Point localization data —
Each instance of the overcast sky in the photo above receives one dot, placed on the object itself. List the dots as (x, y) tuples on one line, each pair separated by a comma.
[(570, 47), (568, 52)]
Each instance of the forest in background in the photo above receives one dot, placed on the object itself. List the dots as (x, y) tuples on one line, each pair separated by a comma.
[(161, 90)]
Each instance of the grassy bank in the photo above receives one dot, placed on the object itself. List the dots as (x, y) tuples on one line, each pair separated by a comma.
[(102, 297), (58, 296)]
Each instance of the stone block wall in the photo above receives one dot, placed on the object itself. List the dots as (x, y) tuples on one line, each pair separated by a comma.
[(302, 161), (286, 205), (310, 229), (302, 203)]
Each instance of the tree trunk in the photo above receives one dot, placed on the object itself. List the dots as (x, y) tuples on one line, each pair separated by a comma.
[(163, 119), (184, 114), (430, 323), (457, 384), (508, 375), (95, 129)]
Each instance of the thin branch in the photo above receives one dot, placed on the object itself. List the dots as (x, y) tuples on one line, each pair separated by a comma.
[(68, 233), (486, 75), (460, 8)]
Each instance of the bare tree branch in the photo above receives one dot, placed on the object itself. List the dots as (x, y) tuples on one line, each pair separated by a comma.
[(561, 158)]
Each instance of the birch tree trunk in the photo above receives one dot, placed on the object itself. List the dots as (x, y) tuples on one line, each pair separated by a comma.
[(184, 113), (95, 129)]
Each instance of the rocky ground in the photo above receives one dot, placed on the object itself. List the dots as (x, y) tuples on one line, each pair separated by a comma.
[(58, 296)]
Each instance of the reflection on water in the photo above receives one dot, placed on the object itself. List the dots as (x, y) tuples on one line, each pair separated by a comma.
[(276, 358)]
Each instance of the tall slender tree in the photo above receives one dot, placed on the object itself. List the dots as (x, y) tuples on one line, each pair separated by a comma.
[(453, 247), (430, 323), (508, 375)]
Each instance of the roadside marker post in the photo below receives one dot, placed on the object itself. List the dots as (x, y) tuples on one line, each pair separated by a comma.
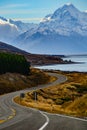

Directions for this task — The response must restate exactly the lines from the one containing "Each instance of the rocky" through the end of the records above and must leave out all pictures.

Written answer —
Each instance of the rocky ground in the photo above receives one dot, placed on the object itself. List the dots as (x, y) tuples on one line, each pair separated by a comma.
[(58, 296)]
Each instance of the reflection on water in the photo above receives one dot, placed on the object itself. List the dots as (x, y) tuples on one line, each pair separated by a comma.
[(276, 358)]
Each instance of the tall slender tree in the photo above receives one dot, placed on the object itself. List the dots as (x, y) tuples on one line, each pair separated by a comma.
[(453, 247), (430, 323), (508, 375)]
Each instance of the roadside marker post in the photo below receives one dot, placed on the object itself. List the dots as (x, y) tuples on one line, each pair separated by a comma.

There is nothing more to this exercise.